**Text segment**:
-.-.-

North Korea is seething over Russia’s failure to complete its side of a landmark road bridge across the Tumen River in 2026, with officials in Rason expressing open frustration as the long-awaited crossing sits idle and a new opening date remains uncertain.
A source in North Hamgyong province told Daily NK on Tuesday that North Korea had been pushing aggressively to open the Tumen River automobile bridge — the first vehicle-dedicated crossing between the two countries — by June 19, the second anniversary of the Treaty on Comprehensive Strategic Partnership between North Korea and Russia. The treaty, signed in June 2024 by Kim Jong Un and Russian President Vladimir Putin, established a wide-ranging alliance covering security, economic, and political cooperation.
Despite working under severe shortages of funds and materials over recent months, North Korea completed all preparations on its side of the bridge. Customs and quarantine facilities were finished, the bridge deck was laid, and asphalt was paved on the approach roads leading to the crossing.
Russia, however, has failed to complete ancillary construction or pave connecting roads on its side, more than two months after a bridge-linking ceremony was held on April 21. No confirmed opening date has been set.

-.-.-

**Extracted data**:
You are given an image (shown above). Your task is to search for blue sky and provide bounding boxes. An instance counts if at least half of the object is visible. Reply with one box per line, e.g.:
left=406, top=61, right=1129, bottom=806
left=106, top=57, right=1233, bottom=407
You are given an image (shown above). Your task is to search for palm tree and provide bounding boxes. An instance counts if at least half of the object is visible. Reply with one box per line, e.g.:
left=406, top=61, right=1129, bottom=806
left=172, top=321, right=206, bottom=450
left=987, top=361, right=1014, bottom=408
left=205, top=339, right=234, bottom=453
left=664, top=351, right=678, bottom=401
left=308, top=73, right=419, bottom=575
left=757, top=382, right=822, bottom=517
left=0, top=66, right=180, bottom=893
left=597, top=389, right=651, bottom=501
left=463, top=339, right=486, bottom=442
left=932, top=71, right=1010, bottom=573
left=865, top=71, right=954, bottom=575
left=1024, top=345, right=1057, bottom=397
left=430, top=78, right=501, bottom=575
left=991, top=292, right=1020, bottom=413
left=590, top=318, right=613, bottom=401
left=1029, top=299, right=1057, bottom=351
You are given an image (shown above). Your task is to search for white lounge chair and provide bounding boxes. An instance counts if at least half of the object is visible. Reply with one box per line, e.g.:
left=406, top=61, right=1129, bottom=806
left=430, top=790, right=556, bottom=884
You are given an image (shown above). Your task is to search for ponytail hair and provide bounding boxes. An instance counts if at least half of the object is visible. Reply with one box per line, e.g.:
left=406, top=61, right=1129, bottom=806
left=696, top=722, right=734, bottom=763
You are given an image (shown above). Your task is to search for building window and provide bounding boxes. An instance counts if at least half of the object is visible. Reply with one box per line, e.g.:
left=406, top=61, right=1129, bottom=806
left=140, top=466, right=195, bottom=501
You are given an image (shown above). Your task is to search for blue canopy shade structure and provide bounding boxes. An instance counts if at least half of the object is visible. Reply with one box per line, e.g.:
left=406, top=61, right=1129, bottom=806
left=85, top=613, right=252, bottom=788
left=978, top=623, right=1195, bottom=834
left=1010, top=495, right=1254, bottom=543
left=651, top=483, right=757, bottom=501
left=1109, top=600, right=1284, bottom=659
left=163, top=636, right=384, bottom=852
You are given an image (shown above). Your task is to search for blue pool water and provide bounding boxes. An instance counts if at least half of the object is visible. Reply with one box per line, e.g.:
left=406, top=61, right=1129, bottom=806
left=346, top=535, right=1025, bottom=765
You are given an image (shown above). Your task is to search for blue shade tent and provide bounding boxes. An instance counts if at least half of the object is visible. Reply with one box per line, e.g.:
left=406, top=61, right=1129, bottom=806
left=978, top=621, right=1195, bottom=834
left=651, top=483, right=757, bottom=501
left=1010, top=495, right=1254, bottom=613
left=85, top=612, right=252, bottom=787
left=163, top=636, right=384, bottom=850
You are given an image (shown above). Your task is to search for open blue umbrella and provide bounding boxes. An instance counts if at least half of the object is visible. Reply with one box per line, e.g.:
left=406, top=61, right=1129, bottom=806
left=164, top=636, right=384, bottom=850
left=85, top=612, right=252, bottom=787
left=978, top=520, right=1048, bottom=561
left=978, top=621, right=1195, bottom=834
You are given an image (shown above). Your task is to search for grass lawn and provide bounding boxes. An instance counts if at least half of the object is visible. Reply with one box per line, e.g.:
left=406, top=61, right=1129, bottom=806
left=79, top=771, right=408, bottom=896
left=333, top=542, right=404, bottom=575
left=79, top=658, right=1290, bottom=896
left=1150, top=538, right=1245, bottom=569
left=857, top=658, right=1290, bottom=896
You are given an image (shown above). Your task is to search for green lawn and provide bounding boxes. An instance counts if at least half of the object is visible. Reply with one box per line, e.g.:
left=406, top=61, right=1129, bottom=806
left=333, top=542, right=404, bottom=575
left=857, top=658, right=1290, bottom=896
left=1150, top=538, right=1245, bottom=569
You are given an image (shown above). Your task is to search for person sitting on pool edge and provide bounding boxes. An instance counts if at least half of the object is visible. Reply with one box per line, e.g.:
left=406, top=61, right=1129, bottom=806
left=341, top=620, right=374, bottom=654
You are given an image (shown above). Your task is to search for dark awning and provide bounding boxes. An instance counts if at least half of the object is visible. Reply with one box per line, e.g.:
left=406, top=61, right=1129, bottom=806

-.-.-

According to the text about the Tumen River bridge, by what date had North Korea been pushing to open the bridge?

June 19, the second anniversary of the Treaty on Comprehensive Strategic Partnership between North Korea and Russia.